What is being asked:
Find and copy each line of the data that includes "jacket".

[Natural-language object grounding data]
----------------
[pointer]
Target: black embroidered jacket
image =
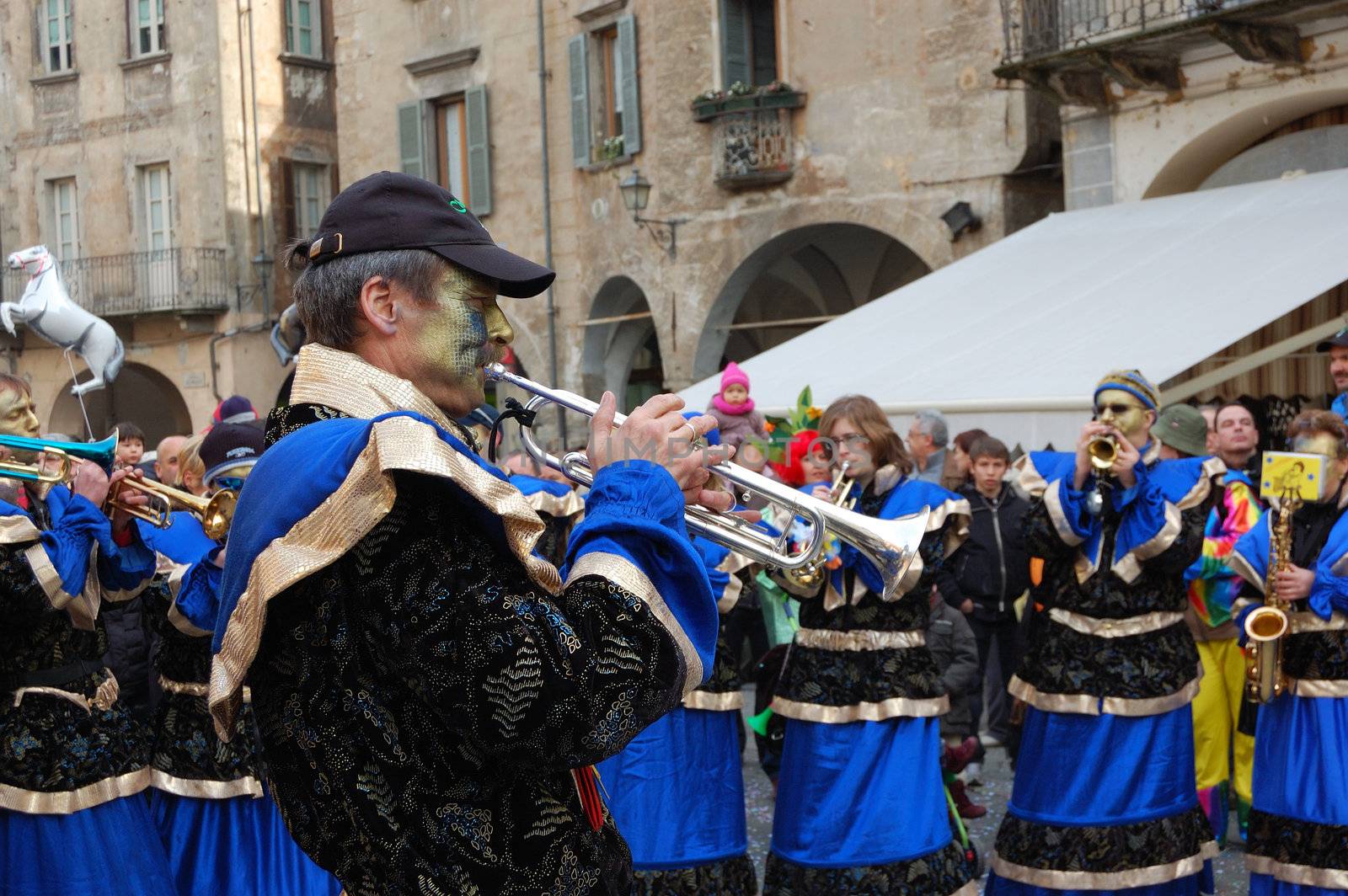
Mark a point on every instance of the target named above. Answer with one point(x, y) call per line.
point(422, 701)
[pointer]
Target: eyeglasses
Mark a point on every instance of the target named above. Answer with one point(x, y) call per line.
point(1116, 408)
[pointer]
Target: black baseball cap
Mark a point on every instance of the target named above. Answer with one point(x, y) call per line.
point(391, 211)
point(229, 445)
point(1339, 339)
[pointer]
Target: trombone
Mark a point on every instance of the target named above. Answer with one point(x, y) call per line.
point(215, 512)
point(889, 545)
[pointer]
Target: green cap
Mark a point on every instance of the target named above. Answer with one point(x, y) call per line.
point(1184, 429)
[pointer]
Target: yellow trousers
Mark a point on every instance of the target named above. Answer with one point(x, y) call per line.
point(1217, 743)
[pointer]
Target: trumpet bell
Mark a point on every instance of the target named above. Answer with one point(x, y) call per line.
point(889, 545)
point(101, 453)
point(1266, 624)
point(1103, 451)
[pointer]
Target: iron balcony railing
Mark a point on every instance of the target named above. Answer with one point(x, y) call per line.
point(165, 280)
point(1045, 27)
point(754, 148)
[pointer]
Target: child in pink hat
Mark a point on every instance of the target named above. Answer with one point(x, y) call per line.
point(734, 408)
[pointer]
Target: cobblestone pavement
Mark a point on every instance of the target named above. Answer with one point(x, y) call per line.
point(1228, 869)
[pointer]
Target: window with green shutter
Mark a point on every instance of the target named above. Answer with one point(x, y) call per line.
point(748, 42)
point(606, 96)
point(579, 65)
point(479, 152)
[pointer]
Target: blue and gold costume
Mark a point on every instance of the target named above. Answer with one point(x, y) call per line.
point(559, 505)
point(677, 790)
point(220, 828)
point(73, 763)
point(424, 684)
point(1298, 821)
point(1105, 797)
point(860, 805)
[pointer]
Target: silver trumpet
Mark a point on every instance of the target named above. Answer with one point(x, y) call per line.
point(889, 545)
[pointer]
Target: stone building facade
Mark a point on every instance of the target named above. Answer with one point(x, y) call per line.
point(817, 185)
point(130, 141)
point(1163, 98)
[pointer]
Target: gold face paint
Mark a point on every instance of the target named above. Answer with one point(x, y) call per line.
point(18, 417)
point(1327, 446)
point(456, 339)
point(1123, 413)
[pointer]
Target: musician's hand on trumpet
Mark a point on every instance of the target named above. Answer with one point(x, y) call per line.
point(658, 433)
point(89, 483)
point(1126, 456)
point(126, 498)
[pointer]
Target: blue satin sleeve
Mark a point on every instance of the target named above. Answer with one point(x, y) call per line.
point(1142, 509)
point(76, 525)
point(199, 593)
point(1328, 592)
point(712, 557)
point(635, 511)
point(1073, 503)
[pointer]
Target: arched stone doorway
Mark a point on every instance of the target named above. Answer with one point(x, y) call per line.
point(1244, 131)
point(622, 352)
point(1313, 143)
point(141, 395)
point(797, 280)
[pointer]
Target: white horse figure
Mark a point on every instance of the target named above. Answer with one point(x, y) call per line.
point(49, 312)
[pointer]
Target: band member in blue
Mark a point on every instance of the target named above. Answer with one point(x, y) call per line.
point(556, 503)
point(1298, 822)
point(431, 693)
point(1105, 797)
point(220, 828)
point(73, 763)
point(677, 790)
point(860, 806)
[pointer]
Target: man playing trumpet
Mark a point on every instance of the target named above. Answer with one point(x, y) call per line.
point(1300, 813)
point(431, 694)
point(73, 761)
point(1105, 795)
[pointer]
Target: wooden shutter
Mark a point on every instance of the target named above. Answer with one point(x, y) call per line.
point(735, 42)
point(289, 215)
point(763, 24)
point(479, 152)
point(577, 51)
point(410, 143)
point(631, 96)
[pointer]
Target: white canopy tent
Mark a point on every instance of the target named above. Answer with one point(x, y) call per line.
point(1014, 337)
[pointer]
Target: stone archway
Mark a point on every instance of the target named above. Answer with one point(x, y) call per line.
point(141, 395)
point(795, 280)
point(1215, 147)
point(620, 349)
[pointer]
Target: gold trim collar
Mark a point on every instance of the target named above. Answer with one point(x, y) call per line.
point(350, 384)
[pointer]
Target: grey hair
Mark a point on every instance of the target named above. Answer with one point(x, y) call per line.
point(932, 422)
point(328, 296)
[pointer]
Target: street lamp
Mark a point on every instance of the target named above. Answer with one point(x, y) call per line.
point(637, 195)
point(262, 271)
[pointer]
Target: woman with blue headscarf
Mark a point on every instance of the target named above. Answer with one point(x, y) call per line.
point(677, 790)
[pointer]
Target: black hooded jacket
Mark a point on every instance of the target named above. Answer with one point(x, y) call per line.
point(994, 566)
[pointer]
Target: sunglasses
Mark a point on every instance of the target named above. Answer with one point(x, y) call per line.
point(1116, 408)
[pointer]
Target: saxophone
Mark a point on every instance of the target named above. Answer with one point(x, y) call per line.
point(1269, 624)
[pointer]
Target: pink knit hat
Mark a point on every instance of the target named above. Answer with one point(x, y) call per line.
point(732, 375)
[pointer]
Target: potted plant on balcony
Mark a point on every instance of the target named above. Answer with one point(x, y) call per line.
point(741, 98)
point(779, 94)
point(611, 148)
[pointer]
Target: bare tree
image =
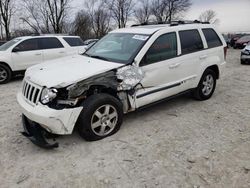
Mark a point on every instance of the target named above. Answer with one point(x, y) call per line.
point(142, 12)
point(57, 11)
point(1, 28)
point(167, 10)
point(209, 16)
point(6, 11)
point(159, 10)
point(121, 10)
point(36, 15)
point(100, 17)
point(82, 25)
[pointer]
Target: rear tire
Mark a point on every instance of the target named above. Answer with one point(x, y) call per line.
point(101, 117)
point(206, 85)
point(5, 74)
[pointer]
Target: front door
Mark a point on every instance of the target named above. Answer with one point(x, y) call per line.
point(161, 67)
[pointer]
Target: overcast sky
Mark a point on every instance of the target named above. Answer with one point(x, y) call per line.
point(234, 15)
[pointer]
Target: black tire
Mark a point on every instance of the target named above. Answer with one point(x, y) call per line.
point(199, 94)
point(91, 105)
point(7, 74)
----------------
Written response:
Target: black embroidered jacket
Target: black hooded jacket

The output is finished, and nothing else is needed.